--- Task statement ---
Write out each record exactly as it stands. No pictures belong in the copy.

--- Stored data entries ---
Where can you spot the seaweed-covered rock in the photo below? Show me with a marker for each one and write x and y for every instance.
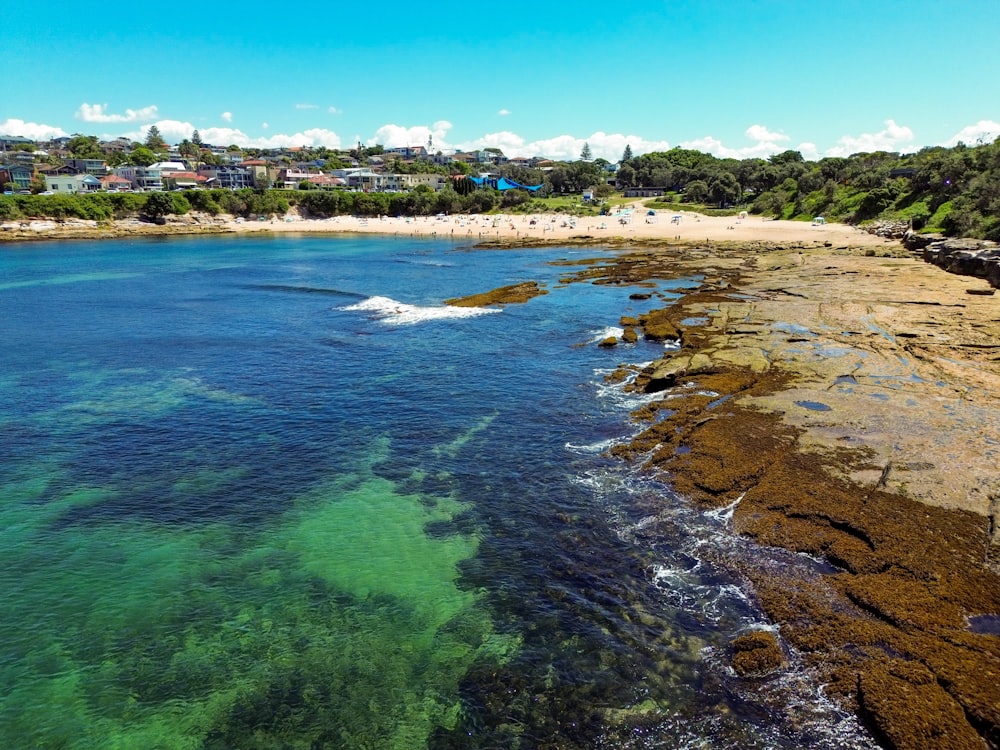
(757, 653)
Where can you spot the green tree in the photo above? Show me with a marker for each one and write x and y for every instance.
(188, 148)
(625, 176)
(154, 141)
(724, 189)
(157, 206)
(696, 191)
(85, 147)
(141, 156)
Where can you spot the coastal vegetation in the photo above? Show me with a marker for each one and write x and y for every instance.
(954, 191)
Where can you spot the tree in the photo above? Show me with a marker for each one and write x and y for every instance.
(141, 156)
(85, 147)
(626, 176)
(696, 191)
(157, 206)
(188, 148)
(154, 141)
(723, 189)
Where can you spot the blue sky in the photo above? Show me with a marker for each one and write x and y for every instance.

--- Solved exercise ---
Where can you spot the seaweed-covered rock in the photo below? Show me with a marker for each one and write x and y for every instance.
(757, 653)
Where can you spot the green tree in the photo above? Show me with a marker for each one and write x and y for every instance.
(188, 148)
(625, 176)
(154, 141)
(724, 189)
(157, 206)
(696, 191)
(85, 147)
(141, 156)
Where can you spot the coastal vegetation in the photo above? Show me with a marker for each one and write x and y for every instance.
(954, 191)
Where can you spot the tree in the photo above? Show me with a marker for each one and write x and y for every instance.
(141, 156)
(85, 147)
(626, 176)
(696, 191)
(157, 206)
(188, 148)
(154, 141)
(723, 189)
Where can you spot the blue sky in the photo above? Show me with a marker for each one and write x and y for every instance.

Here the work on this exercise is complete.